> **Task inputs**
--------------------------------
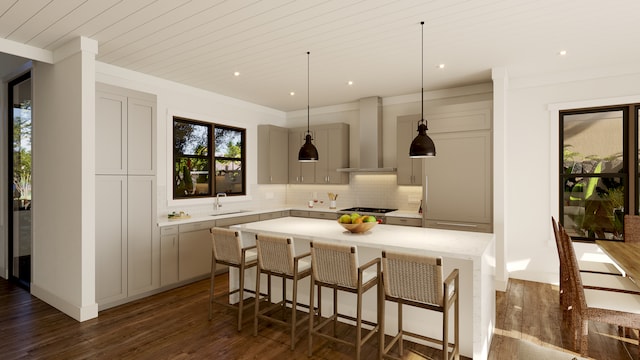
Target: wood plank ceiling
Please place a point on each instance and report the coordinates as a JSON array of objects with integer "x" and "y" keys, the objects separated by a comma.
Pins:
--------------------------------
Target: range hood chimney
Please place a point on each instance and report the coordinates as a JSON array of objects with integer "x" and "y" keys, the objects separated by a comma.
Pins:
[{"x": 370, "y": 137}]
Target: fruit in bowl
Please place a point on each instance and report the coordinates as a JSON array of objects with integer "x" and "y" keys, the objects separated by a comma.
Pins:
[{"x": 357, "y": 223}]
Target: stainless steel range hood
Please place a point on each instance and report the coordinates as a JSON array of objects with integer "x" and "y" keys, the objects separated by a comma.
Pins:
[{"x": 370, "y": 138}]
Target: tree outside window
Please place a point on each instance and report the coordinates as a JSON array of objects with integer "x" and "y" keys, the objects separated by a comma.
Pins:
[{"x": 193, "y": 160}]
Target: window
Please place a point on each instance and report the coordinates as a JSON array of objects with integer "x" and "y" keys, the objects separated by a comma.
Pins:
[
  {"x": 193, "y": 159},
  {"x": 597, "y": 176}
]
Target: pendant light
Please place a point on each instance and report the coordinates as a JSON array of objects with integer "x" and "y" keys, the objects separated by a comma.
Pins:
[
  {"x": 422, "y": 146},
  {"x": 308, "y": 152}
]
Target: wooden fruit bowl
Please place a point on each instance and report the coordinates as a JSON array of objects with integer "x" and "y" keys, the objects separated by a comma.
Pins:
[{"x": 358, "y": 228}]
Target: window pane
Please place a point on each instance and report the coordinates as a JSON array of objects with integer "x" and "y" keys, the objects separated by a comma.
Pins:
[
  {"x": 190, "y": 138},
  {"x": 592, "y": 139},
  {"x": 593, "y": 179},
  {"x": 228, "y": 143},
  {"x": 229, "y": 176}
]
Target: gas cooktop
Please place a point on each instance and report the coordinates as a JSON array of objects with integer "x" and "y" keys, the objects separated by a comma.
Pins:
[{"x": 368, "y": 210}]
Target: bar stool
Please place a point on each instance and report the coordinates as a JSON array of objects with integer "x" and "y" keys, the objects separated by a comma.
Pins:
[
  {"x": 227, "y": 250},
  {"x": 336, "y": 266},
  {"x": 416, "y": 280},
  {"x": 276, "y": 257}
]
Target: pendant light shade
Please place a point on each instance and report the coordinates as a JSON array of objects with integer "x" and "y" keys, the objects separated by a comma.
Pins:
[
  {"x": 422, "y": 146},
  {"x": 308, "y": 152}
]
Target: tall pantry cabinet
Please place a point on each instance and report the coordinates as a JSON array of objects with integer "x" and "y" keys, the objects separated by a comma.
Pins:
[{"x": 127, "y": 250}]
--------------------------------
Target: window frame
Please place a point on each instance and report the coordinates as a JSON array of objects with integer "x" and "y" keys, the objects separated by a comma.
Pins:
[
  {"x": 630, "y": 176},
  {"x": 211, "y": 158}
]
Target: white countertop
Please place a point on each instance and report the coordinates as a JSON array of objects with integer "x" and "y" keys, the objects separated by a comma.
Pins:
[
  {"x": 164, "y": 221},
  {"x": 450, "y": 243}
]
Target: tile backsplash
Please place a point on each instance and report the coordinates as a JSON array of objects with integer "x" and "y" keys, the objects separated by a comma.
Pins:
--------------------------------
> **Set exercise**
Count the lines in the entries that contain the string "pendant", matching case exactly. Reply with the number alone.

> **Task output**
2